- AIM OF THE TASK:
Please pick out every line of the material below that contains the word "jeans", treating uppercase and lowercase as different, and copy each one.

======== GIVEN DATA

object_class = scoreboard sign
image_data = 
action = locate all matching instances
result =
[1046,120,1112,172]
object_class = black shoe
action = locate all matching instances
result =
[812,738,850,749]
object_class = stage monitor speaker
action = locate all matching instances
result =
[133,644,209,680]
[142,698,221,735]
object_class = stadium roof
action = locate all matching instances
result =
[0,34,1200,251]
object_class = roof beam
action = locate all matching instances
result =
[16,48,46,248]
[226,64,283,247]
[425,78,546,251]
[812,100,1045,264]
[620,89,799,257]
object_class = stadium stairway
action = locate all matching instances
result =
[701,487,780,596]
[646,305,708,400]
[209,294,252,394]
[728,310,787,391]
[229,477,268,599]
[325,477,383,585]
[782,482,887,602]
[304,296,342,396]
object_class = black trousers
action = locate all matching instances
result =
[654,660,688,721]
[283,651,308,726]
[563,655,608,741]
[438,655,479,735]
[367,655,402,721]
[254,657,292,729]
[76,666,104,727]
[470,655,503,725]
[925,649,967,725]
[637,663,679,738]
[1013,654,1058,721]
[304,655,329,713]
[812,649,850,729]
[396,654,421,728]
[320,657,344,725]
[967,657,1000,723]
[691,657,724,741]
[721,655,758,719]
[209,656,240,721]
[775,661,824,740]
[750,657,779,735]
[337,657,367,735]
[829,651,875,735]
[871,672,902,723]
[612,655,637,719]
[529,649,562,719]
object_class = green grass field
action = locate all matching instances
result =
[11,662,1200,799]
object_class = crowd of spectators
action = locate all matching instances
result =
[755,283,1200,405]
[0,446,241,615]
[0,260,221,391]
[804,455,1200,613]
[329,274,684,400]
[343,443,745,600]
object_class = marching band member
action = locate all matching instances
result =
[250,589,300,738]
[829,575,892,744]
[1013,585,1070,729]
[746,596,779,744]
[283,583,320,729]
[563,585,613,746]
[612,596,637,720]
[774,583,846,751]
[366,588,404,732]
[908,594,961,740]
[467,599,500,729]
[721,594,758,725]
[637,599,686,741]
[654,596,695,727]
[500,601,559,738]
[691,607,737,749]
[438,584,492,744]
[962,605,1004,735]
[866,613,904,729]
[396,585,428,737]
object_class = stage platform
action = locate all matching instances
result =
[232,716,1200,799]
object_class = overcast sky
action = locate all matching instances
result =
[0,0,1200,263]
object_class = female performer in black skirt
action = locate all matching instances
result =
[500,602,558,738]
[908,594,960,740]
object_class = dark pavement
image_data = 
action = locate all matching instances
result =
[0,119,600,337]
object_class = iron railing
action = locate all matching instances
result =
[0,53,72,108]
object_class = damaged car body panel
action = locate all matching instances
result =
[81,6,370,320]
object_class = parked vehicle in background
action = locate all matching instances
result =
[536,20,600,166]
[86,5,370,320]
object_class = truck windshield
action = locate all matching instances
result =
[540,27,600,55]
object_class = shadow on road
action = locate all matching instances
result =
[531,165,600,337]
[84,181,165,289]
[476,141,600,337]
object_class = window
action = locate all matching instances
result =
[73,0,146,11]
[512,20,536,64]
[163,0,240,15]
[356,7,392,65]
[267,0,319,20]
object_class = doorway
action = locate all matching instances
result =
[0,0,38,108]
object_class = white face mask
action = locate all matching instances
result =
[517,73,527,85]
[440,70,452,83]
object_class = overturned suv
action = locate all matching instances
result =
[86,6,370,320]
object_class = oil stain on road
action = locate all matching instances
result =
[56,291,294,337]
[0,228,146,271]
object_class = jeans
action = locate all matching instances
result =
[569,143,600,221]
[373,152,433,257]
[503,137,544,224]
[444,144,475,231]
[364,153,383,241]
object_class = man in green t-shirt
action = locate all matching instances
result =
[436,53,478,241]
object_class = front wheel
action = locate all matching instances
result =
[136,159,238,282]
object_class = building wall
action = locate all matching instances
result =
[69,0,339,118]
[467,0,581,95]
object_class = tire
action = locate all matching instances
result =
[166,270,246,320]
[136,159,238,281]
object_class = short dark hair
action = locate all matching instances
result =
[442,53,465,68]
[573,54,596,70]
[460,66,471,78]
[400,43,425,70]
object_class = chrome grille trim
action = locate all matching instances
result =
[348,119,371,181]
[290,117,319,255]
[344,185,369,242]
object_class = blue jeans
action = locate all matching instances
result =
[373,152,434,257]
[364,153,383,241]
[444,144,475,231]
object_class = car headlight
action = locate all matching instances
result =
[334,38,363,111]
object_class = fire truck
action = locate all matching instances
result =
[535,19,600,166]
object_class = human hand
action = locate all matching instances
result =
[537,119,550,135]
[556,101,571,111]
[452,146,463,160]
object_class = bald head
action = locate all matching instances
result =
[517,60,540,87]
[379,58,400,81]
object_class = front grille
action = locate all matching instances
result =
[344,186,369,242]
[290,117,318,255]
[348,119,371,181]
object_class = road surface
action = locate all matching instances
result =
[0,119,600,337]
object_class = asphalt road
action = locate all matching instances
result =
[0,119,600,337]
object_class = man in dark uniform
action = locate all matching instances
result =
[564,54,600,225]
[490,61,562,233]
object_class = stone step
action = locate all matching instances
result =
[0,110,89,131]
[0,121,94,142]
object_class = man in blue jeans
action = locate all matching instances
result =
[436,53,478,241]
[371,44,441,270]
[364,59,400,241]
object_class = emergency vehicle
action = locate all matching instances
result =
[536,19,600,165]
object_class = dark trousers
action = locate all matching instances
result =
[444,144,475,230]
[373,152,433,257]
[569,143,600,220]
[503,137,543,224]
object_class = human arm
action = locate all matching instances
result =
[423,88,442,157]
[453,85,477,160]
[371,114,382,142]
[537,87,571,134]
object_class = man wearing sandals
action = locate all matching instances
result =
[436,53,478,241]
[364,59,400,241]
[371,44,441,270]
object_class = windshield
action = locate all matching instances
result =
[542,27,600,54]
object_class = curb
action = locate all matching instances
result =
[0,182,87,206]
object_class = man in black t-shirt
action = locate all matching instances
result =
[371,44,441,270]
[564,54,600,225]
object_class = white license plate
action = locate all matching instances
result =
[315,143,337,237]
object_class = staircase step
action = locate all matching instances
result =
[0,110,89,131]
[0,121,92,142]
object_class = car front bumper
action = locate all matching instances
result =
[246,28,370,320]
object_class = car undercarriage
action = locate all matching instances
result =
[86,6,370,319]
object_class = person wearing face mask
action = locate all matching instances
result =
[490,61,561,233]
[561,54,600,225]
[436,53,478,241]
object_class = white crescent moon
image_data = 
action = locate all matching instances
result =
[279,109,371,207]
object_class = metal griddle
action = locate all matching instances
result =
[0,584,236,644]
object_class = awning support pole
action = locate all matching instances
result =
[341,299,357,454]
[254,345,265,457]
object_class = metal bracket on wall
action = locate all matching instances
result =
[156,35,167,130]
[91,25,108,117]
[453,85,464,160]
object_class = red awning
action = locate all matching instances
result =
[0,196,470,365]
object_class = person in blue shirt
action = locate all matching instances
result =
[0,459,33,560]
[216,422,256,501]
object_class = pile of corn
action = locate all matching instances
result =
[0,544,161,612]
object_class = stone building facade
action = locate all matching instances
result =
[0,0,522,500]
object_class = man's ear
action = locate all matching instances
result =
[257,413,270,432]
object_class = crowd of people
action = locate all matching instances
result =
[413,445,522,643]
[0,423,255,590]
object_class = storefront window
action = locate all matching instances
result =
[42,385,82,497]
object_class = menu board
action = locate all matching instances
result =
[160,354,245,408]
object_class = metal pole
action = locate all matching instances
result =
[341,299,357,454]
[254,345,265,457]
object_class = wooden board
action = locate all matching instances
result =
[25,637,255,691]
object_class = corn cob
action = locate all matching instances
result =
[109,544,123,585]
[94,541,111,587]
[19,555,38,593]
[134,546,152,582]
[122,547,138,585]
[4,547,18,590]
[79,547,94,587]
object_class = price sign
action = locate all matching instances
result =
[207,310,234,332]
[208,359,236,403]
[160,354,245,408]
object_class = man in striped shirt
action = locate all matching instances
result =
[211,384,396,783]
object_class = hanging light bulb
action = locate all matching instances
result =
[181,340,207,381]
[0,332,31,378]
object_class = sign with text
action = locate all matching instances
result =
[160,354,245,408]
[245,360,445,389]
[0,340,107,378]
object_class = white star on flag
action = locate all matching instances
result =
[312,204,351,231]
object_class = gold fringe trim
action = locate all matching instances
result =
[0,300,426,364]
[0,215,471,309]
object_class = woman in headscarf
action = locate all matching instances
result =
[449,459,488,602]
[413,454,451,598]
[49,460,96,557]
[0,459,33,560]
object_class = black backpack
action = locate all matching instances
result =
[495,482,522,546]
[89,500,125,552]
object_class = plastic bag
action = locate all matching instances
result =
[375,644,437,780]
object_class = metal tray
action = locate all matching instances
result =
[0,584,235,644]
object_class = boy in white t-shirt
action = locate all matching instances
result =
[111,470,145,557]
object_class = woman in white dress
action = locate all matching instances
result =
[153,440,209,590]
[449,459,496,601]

================

- RESULT:
object_class = jeans
object_class = blue jeans
object_class = man in blue jeans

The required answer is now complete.